** Set task **
Give back exactly the lines running from the line with "Locate every instance of the grass in" to the end of the entries, and only those lines.

** Records **
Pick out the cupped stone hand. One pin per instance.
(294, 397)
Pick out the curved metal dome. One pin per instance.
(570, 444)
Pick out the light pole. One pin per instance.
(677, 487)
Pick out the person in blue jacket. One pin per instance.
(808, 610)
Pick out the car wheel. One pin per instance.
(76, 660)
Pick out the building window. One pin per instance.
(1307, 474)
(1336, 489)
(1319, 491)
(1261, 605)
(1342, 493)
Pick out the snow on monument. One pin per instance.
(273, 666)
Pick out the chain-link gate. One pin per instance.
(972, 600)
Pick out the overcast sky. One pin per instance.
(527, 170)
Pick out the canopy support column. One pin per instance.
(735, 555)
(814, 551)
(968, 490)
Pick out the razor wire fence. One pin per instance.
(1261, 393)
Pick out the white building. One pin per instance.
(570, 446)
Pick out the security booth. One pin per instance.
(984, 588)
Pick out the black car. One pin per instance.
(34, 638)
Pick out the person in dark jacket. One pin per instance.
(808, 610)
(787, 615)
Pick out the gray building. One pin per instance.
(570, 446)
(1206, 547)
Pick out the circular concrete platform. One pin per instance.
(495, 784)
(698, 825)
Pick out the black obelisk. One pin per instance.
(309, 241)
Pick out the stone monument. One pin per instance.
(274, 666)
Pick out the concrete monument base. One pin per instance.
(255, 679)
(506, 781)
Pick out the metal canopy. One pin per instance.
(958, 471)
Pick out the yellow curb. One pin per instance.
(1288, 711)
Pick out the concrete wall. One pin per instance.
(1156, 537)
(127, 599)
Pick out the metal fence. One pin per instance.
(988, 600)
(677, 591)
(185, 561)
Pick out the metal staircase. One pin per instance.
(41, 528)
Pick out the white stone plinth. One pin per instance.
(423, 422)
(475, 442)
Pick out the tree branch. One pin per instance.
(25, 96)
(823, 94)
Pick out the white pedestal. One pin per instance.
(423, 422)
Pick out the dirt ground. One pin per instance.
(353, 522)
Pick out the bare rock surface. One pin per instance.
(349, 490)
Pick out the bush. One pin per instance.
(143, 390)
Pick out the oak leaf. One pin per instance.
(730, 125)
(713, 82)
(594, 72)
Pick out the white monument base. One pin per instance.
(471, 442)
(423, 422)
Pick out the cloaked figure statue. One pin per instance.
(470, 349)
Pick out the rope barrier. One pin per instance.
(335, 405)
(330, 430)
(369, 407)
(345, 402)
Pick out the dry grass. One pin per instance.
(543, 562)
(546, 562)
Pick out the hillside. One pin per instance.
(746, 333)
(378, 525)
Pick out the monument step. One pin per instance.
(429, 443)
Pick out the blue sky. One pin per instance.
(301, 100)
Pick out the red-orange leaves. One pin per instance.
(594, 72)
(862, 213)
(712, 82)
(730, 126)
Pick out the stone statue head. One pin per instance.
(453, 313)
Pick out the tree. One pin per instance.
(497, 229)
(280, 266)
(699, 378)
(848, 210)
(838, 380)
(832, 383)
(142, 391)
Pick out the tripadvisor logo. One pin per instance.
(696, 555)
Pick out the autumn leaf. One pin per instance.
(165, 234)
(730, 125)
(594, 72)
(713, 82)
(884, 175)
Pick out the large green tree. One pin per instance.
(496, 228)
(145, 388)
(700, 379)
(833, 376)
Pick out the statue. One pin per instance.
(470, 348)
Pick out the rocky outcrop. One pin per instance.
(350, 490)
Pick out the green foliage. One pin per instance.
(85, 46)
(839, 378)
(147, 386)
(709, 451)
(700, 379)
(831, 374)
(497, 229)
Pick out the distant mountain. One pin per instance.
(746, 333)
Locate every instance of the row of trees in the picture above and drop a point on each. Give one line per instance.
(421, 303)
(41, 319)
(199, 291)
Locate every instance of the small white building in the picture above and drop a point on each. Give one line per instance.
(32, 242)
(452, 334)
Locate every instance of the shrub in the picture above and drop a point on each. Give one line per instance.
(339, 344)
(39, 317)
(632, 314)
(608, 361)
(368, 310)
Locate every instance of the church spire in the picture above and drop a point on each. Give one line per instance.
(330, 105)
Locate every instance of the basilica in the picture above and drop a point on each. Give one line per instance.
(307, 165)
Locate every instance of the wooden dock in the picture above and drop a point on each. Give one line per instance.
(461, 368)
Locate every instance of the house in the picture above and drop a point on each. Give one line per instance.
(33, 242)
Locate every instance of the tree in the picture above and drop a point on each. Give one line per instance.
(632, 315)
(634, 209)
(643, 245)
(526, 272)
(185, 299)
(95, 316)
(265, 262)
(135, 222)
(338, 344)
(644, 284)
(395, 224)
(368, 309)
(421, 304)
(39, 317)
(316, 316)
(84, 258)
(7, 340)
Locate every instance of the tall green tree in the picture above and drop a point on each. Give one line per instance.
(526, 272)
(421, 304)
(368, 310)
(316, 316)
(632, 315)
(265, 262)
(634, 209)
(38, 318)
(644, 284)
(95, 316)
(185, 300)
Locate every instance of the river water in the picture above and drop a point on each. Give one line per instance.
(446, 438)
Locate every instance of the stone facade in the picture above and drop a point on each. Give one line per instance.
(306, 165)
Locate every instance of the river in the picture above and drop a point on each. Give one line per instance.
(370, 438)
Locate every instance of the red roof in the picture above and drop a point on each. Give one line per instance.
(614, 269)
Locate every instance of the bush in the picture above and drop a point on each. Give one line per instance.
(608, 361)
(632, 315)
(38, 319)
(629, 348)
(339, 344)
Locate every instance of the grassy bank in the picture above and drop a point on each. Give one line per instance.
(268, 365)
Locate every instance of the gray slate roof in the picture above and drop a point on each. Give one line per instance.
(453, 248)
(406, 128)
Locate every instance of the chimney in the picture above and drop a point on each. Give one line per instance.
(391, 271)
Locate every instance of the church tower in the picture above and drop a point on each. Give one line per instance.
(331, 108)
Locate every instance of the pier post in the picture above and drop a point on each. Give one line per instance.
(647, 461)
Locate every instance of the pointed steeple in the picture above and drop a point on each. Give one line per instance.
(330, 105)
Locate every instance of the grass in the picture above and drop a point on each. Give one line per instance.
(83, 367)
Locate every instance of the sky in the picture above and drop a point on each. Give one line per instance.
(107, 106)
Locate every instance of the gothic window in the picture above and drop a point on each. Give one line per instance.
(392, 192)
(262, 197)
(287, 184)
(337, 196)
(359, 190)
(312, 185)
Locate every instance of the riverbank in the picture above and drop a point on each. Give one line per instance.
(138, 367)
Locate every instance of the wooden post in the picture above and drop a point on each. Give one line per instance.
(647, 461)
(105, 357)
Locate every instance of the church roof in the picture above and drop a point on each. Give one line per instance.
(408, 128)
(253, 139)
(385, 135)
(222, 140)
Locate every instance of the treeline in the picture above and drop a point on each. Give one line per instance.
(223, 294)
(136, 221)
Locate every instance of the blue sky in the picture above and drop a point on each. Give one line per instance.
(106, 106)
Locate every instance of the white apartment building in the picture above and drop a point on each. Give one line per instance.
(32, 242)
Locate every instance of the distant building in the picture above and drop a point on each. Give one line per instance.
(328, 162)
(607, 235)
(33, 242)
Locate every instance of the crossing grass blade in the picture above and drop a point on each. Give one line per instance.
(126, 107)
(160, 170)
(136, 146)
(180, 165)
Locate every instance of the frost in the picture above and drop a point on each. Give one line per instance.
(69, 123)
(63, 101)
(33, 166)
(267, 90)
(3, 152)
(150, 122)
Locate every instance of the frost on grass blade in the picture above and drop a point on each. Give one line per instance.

** Expected answer **
Locate every instance of the grass in the picture above and drop a point on each. Give one line per instance.
(83, 367)
Locate every instance of the sky in the picture above and drop a point on each. Give one line per instance.
(107, 106)
Locate every instance of the gothic window in the picture above and drop a point on each. Give one line per instance.
(392, 192)
(262, 197)
(287, 184)
(337, 196)
(359, 190)
(312, 185)
Locate every instance of the riverbank in the picture above and drop a point on each. Give one line per instance.
(138, 367)
Locate every instance of the wooden post in the picture above and drop a point on each. Give one line per instance.
(647, 461)
(105, 357)
Locate every instance of the church roof in the picture above and drop a point on each. Give one line per instance.
(408, 128)
(253, 139)
(385, 135)
(222, 140)
Locate every instance of the treeline in the picture above and drop a point on each. Give one line per instance.
(223, 294)
(136, 221)
Locate every instance of the blue sky in the picture above and drop a point on each. Give one line per instance.
(106, 106)
Locate every instance of the white apartment building in the picture above and drop a point on each. Give one line per instance.
(32, 242)
Locate every instance of the distant building in the picture above and drop a point on each. Give one line per instance.
(328, 162)
(607, 235)
(33, 242)
Locate every instance of the crossing grass blade in the picture above and drop a point on each. Give one line per instance.
(126, 107)
(160, 170)
(136, 146)
(180, 165)
Locate every instance of the frost in the picture above and drop a point on each. Give one line per instance.
(69, 123)
(63, 101)
(33, 166)
(267, 90)
(3, 152)
(150, 122)
Locate every instance of the frost on grass blade in the picture above and drop a point on each. Give one line per instance.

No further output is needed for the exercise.